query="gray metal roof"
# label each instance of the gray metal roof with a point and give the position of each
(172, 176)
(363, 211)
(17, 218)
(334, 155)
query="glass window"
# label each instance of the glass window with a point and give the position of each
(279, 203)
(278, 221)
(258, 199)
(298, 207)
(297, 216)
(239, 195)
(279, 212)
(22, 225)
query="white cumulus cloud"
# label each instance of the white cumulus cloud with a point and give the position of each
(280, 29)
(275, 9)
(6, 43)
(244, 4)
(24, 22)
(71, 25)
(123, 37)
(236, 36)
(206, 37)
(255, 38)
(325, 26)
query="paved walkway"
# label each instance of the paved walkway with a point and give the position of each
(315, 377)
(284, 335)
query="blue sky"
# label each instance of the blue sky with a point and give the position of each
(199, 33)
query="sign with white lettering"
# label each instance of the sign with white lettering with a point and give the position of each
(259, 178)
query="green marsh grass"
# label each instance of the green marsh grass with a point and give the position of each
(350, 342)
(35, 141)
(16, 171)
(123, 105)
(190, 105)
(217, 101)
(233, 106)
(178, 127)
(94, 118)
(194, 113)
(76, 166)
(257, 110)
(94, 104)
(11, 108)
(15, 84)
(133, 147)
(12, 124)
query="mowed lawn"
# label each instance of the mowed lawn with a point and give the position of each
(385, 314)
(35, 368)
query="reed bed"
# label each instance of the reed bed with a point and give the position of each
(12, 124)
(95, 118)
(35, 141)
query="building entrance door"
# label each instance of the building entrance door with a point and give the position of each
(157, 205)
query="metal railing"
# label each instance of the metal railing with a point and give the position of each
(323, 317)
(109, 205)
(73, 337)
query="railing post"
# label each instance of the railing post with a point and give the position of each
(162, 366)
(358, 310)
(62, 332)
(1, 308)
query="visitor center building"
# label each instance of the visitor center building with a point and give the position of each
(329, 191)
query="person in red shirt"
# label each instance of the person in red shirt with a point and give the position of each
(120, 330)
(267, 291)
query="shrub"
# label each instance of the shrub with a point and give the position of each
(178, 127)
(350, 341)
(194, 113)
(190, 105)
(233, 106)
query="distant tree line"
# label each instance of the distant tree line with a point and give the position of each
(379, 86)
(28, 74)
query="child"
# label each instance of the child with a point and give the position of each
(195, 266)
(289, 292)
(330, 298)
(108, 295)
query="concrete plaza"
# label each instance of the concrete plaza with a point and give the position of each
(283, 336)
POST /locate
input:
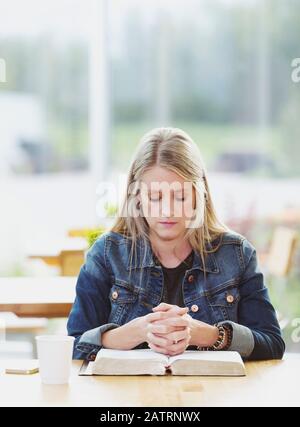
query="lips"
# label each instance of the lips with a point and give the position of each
(167, 222)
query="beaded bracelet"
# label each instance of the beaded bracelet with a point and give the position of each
(225, 333)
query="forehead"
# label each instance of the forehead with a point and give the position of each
(158, 174)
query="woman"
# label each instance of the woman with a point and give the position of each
(169, 276)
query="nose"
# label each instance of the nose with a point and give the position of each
(166, 209)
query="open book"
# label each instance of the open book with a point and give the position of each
(148, 362)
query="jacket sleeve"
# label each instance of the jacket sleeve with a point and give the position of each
(257, 335)
(90, 312)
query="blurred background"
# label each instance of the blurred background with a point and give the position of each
(84, 80)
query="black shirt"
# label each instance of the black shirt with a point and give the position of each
(173, 277)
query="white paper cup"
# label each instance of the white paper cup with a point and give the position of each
(55, 358)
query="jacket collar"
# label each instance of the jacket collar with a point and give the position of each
(145, 258)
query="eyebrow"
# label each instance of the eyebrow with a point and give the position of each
(159, 191)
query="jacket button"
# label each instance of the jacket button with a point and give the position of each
(194, 308)
(230, 299)
(115, 295)
(190, 278)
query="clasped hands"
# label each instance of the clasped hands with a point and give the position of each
(170, 330)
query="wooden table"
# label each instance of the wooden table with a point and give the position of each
(68, 260)
(37, 296)
(270, 383)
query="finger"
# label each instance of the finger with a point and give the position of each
(176, 321)
(161, 328)
(163, 307)
(160, 315)
(157, 348)
(168, 307)
(157, 340)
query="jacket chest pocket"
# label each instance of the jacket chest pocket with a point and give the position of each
(224, 304)
(122, 297)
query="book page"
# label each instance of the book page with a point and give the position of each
(128, 362)
(145, 354)
(216, 363)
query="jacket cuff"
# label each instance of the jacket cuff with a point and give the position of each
(90, 341)
(242, 339)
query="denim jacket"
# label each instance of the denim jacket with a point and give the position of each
(232, 290)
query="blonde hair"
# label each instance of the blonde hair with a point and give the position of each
(173, 149)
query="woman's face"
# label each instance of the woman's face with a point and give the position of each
(167, 202)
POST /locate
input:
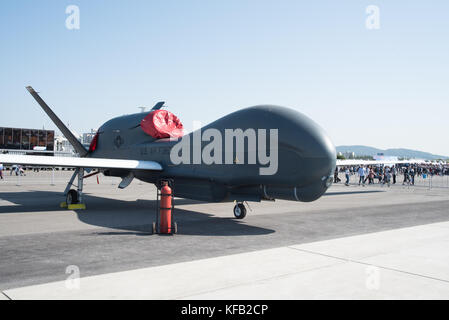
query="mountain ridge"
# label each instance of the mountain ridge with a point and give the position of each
(361, 150)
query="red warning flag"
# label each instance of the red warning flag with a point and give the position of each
(162, 124)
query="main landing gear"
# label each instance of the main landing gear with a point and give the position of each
(239, 210)
(74, 198)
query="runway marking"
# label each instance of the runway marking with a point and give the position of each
(4, 296)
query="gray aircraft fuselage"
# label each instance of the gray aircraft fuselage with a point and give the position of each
(306, 158)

================================

▶ _ACTION ITEM_
Could you return all of the entries above exactly, without any images?

▶ _ANSWER FOR THIS EXERCISE_
query="gray metal roof"
# label each instance of the gray metal roof with a point and give the position of each
(172, 176)
(363, 211)
(17, 218)
(334, 155)
query="glass window"
# label each instance of the glass window with a point and give the position of each
(279, 203)
(278, 221)
(258, 199)
(298, 207)
(297, 216)
(239, 195)
(279, 212)
(22, 225)
query="white cumulus cloud"
# label each instance of the white cumulus cloud with a point and give the position of each
(280, 29)
(275, 9)
(6, 43)
(244, 4)
(24, 22)
(71, 25)
(123, 37)
(236, 36)
(206, 37)
(255, 38)
(325, 26)
query="paved walkway"
# label each instance of the paved walkway with a point and give the position of each
(315, 377)
(284, 335)
query="blue sky"
# label each instance of the blue sky with a point and give the position of each
(199, 33)
query="sign with white lettering"
# label each instance of the sign with white lettering with a point and give the position of each
(259, 178)
query="green marsh grass"
# label each instance of the green marsh grass with a point and give the position of each
(350, 342)
(35, 141)
(16, 171)
(123, 105)
(190, 105)
(217, 101)
(233, 106)
(178, 127)
(94, 118)
(194, 113)
(76, 166)
(257, 110)
(94, 104)
(11, 108)
(15, 84)
(133, 147)
(12, 124)
query="mowed lawn"
# label each instance of the mowed lawn with a point and give the position of each
(385, 314)
(35, 368)
query="reed bed"
# label each instance of the reed bed with a point and give the position of each
(12, 124)
(95, 118)
(35, 141)
query="building entrance door"
# label each instance of the building entrance door with a point and give the position of each
(157, 205)
query="metal railing"
# label each instance of the metal railing with a point and give the position of each
(323, 317)
(109, 205)
(73, 337)
query="railing post"
# label each instance of the railing post with a point and give the position of each
(162, 366)
(358, 310)
(62, 332)
(1, 308)
query="visitor center building"
# label each instance of the visitor center building with a point and give the position of each
(329, 191)
query="person in red shirt"
# label each instance of the person in red shirt with a point and give the position of each
(120, 330)
(267, 291)
query="shrub"
# label each instance of the shrub with a point and give the position of each
(178, 127)
(350, 341)
(194, 113)
(190, 105)
(233, 106)
query="distant tree line"
# label each instance of the distant tree line with a point and give the position of each
(379, 86)
(28, 74)
query="child"
# label each instance of the child with a point and give the position of each
(195, 266)
(289, 292)
(330, 298)
(108, 295)
query="concrete plaza"
# label each instance of the concrete plaza with a point and give the position of each
(283, 336)
POST /locate
input:
query="lips"
# label each instance of the lips with a point and give the position of each
(167, 222)
query="beaded bracelet"
# label each instance of the beaded bracelet with a point and give the position of each
(225, 333)
query="forehead"
# label each instance of the forehead with a point and give the position of each
(158, 174)
query="woman"
# label each instance of the woman with a point and give the position of each
(169, 276)
query="nose"
# label each instance of the nose with a point and give the position of each
(166, 209)
query="open book"
# label each instance of the open book with a point and give the position of each
(148, 362)
query="jacket sleeve"
# label each instance of the jacket sleeve with a point and give the position of each
(257, 335)
(90, 312)
query="blurred background"
# label each instance of the blurred background with a point and give the position of each
(84, 80)
query="black shirt"
# label each instance of the black shirt with a point and give the position of each
(173, 277)
query="white paper cup"
# label each instance of the white paper cup with a point and give the position of each
(55, 358)
query="jacket collar"
# label each instance of the jacket collar with a point and give the position of each
(145, 258)
query="eyebrow"
# label each instance of the eyebrow with a point and give the position of each
(159, 191)
query="jacket button"
# label each instance of the jacket button with a point and give the position of each
(194, 308)
(230, 299)
(115, 295)
(190, 278)
query="clasped hands"
# label each instance of the clasped hands with a point and give the position of each
(170, 330)
query="wooden table"
# label each instance of the wooden table with a point and give the position of each
(68, 260)
(37, 296)
(270, 383)
query="finger"
# label each instance of the finger with a point and give the position of each
(176, 321)
(161, 328)
(163, 307)
(160, 315)
(157, 348)
(168, 307)
(157, 340)
query="jacket chest pocket"
# label each instance of the jacket chest pocket with a point and give the position of each
(224, 304)
(122, 297)
query="book page"
# label each instance of the book page with a point and give the position of each
(128, 362)
(145, 354)
(216, 363)
query="jacket cuff"
# label each instance of the jacket cuff with a point and give the position of each
(90, 341)
(242, 339)
query="denim jacket"
# label each instance of the denim jacket with a point and give the position of each
(232, 290)
query="blonde hair"
# label each instance of the blonde hair with a point and give the position of each
(173, 149)
query="woman's face"
# label each instance of the woman's face with a point and give the position of each
(167, 202)
POST /locate
input:
query="mountain ridge"
# label each instance of the mountain ridge with a point and give the position of each
(361, 150)
query="red warning flag"
# label each instance of the red warning flag with a point and give the position of each
(162, 124)
query="main landing gear"
# label each instance of the main landing gear with a point and give the position of each
(239, 210)
(74, 198)
query="runway marking"
# label each instance of the runway marking with a point and give the position of each
(4, 296)
query="gray aircraft fuselage"
# label each instance of the gray aircraft fuselage with a point and give the position of each
(306, 158)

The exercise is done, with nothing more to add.